*Task requirements*. Your task is to copy each line of the records that includes the string "suit".

= Beginning of Section =

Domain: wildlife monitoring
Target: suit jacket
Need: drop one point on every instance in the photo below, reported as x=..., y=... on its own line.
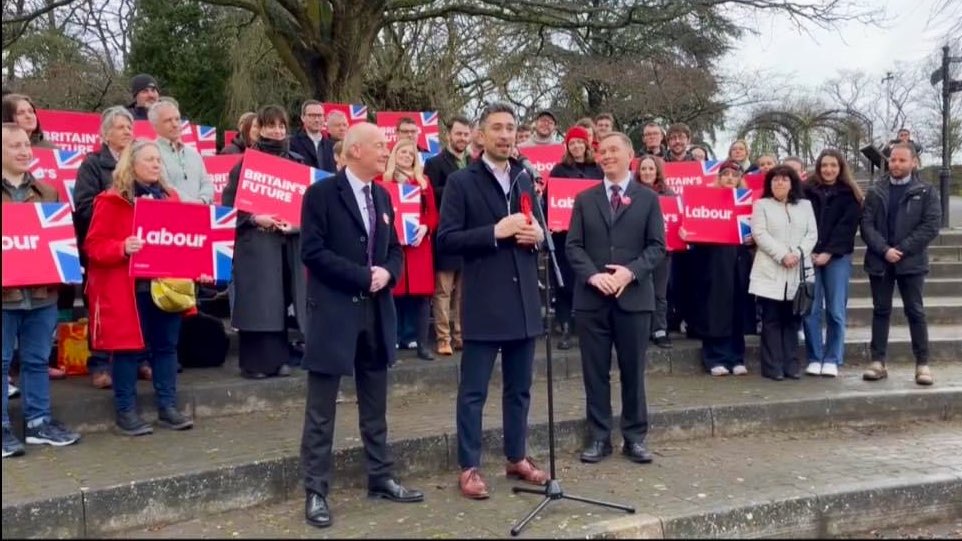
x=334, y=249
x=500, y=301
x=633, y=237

= End of Section =
= Beginning of Section =

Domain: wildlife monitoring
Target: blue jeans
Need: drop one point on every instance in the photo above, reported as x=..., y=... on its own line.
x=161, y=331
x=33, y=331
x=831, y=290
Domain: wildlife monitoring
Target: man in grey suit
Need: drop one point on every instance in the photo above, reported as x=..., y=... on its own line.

= End of Section =
= Beginning of Section =

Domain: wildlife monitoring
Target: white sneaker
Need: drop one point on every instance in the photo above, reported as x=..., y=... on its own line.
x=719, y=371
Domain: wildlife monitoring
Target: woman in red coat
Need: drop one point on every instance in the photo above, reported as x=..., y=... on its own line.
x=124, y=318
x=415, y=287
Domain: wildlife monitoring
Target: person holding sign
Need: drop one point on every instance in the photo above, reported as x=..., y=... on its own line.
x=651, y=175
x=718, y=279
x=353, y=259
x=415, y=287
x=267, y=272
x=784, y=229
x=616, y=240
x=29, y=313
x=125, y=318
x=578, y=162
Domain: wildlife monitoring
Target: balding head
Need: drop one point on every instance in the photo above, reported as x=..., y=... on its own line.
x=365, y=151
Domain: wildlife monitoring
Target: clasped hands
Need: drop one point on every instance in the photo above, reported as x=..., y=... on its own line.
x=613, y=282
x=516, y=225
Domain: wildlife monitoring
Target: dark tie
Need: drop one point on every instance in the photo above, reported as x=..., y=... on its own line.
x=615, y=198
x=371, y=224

= End of Section =

*Completed task*.
Target: suit jacket
Target: man in grey suit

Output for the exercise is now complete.